> What to work on:
A. List the usernames of everyone who posts in the Saltiga surf rod thread.
B. Translate this sentence from the Saltiga surf rod thread into Spanish: "I have a 10 and 12 ft in spinning and they are great rods for the money."
C. Answer these questions using the Saltiga surf rod thread.
(i) What casting weight range does the Saltiga Surf rod Carolina Rebel acquired have?
(ii) What price does DANtheJDMan give for the OM?
(iii) How much did DANtheJDMan's old second-hand rod cost?

> Text:
=-=-=

# Saltiga Surf Rods



## Carolina Rebel (Aug 25, 2005)

I recently acquired a Daiwa Saltiga Surf rod, 8-12oz. casting model (not the Ballistic), to replace the Ocean Master heaver I sold long ago. Got a good deal on it, and after one fishing trip I'm pleased. It casts a little better (in my opinion) than the Ocean Master did, and still seems to have plenty of capacity for more weight with 8 oz. and a chunk of bait on. That said, I couldn't help but notice the lack of reviews on this line of rods online, and the frequency with which they go on sale used. So my question is, what am I missing here? I've only cast the Ocean Master and the Saltiga, and to me the latter feels like the winner between the two. I understand that new it's in a slightly higher price class than the OM, but I figured there'd be plenty of people (like me) wanting something a little easier to load than the OM heavy for not much more cost. Why aren't these rods catching on?


----------



## RuddeDogg (Mar 20, 2004)

I have a 10 and 12 ft in spinning and they are great rods for the money.


----------



## DANtheJDMan (Aug 29, 2012)

I'm wondering the same thing. The price on the tackle sites is in the $250+ range and the OM is $160. The Tsunami Airwave is in the $150 range. 
The St Croix is in the same $250 range as the Saltiga. I get to fish a couple times a year and I love this site. It has answers to most of my questions.
What it does not answer I can usually figure out on my own.
The way it looks to me is that the Saltiga is comperable to the St Croix and way better than the OM and TA. I have an old second hand Diawa rod ($50) now that is way to stiff 8-10 ounce.
I threw 8 and bait with it and it barely loads at all. It is a good learning model but you know how we are, always looking for that new/different rig that's a little better and use the old one for a backup.

=-=-=

> Supplied information:
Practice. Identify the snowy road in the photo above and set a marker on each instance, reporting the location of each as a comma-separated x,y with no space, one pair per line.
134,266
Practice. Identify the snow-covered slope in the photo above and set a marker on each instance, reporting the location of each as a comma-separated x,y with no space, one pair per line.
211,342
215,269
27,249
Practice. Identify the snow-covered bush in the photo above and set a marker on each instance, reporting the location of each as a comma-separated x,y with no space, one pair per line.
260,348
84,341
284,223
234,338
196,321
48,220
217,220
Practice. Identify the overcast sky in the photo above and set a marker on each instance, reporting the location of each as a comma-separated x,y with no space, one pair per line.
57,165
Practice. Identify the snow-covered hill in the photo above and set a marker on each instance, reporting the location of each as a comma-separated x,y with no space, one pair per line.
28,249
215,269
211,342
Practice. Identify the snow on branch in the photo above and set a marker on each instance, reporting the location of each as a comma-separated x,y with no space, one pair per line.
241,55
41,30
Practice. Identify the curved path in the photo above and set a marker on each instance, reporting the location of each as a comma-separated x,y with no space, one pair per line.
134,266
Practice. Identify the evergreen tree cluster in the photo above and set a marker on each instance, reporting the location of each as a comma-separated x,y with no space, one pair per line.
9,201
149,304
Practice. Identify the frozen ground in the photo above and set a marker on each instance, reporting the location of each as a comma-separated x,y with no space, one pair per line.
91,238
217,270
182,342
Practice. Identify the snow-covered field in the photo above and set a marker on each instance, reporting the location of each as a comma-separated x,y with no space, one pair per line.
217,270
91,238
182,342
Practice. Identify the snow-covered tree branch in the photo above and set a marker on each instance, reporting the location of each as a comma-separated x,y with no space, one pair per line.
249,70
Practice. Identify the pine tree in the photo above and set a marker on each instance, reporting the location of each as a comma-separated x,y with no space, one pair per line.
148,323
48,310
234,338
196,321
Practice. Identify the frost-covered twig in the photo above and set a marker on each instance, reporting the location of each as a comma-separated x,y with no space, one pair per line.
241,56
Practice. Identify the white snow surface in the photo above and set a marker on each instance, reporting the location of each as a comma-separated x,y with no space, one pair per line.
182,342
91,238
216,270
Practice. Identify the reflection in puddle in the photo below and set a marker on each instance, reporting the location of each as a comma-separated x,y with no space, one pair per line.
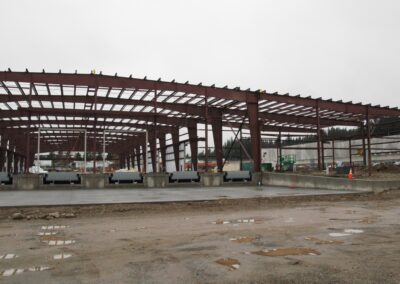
287,251
16,271
8,256
62,256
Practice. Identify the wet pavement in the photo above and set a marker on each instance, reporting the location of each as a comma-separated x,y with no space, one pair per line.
112,196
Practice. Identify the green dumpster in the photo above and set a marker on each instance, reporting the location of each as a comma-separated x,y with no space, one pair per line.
266,167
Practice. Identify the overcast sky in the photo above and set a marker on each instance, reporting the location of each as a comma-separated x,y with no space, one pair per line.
347,50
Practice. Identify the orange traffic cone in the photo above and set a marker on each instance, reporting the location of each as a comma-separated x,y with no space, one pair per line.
350,176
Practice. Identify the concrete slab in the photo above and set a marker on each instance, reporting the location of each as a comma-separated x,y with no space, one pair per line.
111,196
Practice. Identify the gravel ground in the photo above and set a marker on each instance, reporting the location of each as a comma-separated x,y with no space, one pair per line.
334,239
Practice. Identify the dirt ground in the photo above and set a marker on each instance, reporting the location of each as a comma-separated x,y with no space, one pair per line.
353,239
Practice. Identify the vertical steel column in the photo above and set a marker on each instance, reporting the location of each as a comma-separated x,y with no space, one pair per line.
38,152
133,158
318,135
138,158
153,142
364,152
192,131
145,152
153,151
206,132
104,151
280,151
2,154
85,152
9,161
175,145
255,135
369,144
217,135
350,156
28,138
241,151
163,151
16,161
323,154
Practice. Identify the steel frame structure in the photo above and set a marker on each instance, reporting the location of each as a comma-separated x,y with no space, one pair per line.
97,102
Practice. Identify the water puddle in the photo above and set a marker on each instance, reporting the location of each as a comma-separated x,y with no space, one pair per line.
242,240
287,251
61,256
57,227
8,256
323,242
353,231
229,262
15,271
338,234
346,232
60,242
47,233
235,222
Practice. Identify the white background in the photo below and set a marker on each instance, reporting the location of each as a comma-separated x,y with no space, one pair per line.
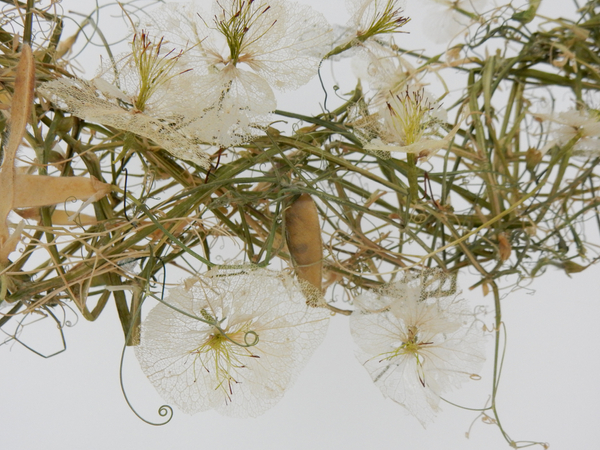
549,390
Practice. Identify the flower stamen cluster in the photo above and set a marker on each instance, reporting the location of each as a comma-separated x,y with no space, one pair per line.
236,24
154,69
411,114
385,20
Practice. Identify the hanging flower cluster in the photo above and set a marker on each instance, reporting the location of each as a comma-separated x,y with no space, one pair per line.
135,94
409,121
231,340
239,52
208,79
417,340
581,125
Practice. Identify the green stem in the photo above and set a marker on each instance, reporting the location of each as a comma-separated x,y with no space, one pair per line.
413,186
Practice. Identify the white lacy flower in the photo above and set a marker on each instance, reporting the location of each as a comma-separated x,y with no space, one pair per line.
239,52
417,341
199,366
133,95
408,122
567,125
447,18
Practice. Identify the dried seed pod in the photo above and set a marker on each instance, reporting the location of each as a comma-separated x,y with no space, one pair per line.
303,236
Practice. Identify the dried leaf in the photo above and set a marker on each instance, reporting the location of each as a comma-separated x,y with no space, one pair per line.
37,190
303,235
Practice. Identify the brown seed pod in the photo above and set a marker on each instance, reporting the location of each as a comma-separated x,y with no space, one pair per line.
303,236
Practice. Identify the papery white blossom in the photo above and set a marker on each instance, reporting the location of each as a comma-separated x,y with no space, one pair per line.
240,51
417,341
567,125
260,334
133,95
448,18
409,122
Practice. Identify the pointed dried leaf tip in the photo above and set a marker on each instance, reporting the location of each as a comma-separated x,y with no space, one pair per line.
20,112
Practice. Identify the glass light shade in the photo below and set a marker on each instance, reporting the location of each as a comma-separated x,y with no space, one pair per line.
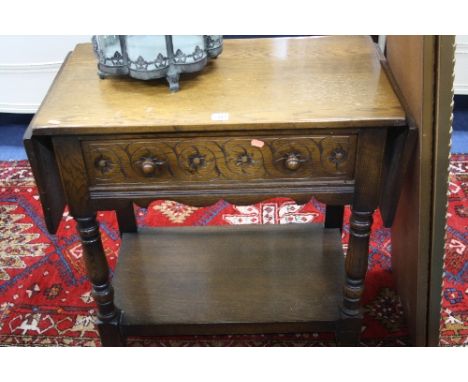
150,57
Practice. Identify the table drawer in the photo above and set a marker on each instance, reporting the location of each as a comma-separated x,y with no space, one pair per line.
130,161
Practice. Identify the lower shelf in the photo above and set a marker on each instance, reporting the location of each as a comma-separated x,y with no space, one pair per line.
229,279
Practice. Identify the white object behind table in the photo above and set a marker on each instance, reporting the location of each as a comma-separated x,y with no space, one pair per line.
28,65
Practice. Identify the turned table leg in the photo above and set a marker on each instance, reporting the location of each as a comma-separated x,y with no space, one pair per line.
356,266
98,272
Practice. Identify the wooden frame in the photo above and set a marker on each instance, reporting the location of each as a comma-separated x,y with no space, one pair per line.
422,67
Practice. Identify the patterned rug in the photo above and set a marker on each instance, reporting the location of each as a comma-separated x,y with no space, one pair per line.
45,297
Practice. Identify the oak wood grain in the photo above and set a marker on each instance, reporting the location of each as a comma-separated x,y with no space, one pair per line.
260,83
230,275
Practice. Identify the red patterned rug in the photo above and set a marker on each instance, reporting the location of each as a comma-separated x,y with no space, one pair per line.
45,298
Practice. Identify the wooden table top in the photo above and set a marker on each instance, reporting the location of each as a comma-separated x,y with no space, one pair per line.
313,82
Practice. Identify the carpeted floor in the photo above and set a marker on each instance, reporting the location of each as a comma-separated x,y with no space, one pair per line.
45,298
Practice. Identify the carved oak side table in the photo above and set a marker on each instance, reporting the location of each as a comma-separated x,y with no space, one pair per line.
293,117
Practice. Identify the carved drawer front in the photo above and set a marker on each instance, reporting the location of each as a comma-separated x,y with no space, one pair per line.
220,159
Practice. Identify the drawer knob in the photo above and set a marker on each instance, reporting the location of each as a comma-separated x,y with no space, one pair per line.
149,165
293,161
196,161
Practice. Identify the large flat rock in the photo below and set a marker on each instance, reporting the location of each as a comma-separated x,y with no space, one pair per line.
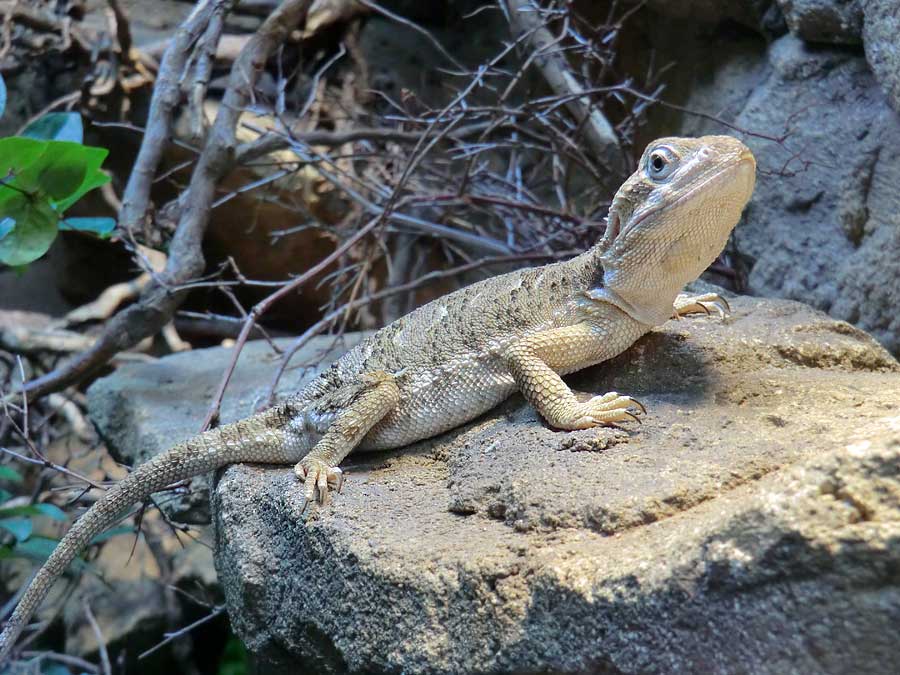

=-=-=

> Results in order:
A.
Carolina Rebel
RuddeDogg
DANtheJDMan

B. Tengo una de 10 y otra de 12 pies en spinning, y son excelentes cañas por lo que cuestan.

C.
(i) 8-12 oz.
(ii) $160
(iii) $50